Tarefa:
Reproduza na íntegra, sem qualquer alteração, o texto sobre a violência doméstica em Portugal.

╭─ Secção do documento

Portugal registou uma escalada preocupante nos casos de violência doméstica contra cônjuges ou análogos entre 2020 e 2024, ultrapassando as 37 mil vítimas anuais desde 2022. Dados oficiais da PSP e GNR revelam um aumento de 17% no número total de vítimas nesse período, com as mulheres a representarem cerca de 70% dos casos, embora o número de homens vítimas tenha crescido 37%.

Em 2020, foram identificadas 31.832 vítimas; no ano seguinte, o número manteve-se semelhante (31.530). A verdadeira rutura deu-se em 2022, com 37.696 vítimas registadas, o valor mais alto da década. 2023 e 2024 mantiveram esta tendência elevada, com 37.214 e 37.315 vítimas respetivamente.

A pandemia teve impacto direto nos registos. Em 2020 e 2021, as restrições dificultaram denúncias, apesar de a violência não ter diminuído. A quebra aparente nesses anos é atribuída à subnotificação. Já em 2022, com o fim dos confinamentos, verificou-se um “efeito de rebote”, com mais vítimas a denunciarem os abusos, refletindo um aumento real e uma maior capacidade de resposta das autoridades.

╰─
╭─ Itens apresentados

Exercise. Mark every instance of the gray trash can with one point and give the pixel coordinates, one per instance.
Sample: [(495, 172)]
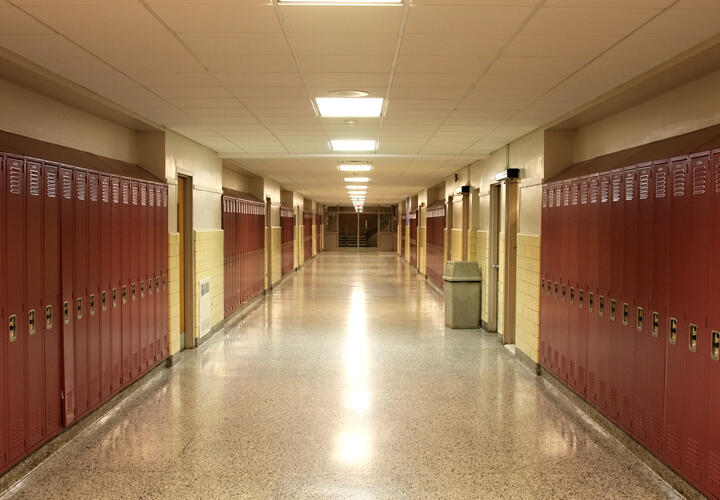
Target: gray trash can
[(462, 294)]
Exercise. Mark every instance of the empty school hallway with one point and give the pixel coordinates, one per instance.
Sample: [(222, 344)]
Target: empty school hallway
[(344, 383)]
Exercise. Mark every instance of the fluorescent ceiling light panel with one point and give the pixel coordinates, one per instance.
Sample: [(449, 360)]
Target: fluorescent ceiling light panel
[(355, 167), (353, 145), (349, 107)]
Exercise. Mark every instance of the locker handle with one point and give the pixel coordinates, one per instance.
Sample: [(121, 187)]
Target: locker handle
[(656, 324), (692, 340), (48, 317), (673, 331), (626, 313), (12, 327), (31, 321)]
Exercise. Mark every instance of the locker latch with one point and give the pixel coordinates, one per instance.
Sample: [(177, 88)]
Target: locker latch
[(673, 331), (12, 327), (48, 317), (656, 324), (31, 322), (692, 341), (626, 313)]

╰─

Resposta:
Portugal registou uma escalada preocupante nos casos de violência doméstica contra cônjuges ou análogos entre 2020 e 2024, ultrapassando as 37 mil vítimas anuais desde 2022. Dados oficiais da PSP e GNR revelam um aumento de 17% no número total de vítimas nesse período, com as mulheres a representarem cerca de 70% dos casos, embora o número de homens vítimas tenha crescido 37%.

Em 2020, foram identificadas 31.832 vítimas; no ano seguinte, o número manteve-se semelhante (31.530). A verdadeira rutura deu-se em 2022, com 37.696 vítimas registadas, o valor mais alto da década. 2023 e 2024 mantiveram esta tendência elevada, com 37.214 e 37.315 vítimas respetivamente.

A pandemia teve impacto direto nos registos. Em 2020 e 2021, as restrições dificultaram denúncias, apesar de a violência não ter diminuído. A quebra aparente nesses anos é atribuída à subnotificação. Já em 2022, com o fim dos confinamentos, verificou-se um “efeito de rebote”, com mais vítimas a denunciarem os abusos, refletindo um aumento real e uma maior capacidade de resposta das autoridades.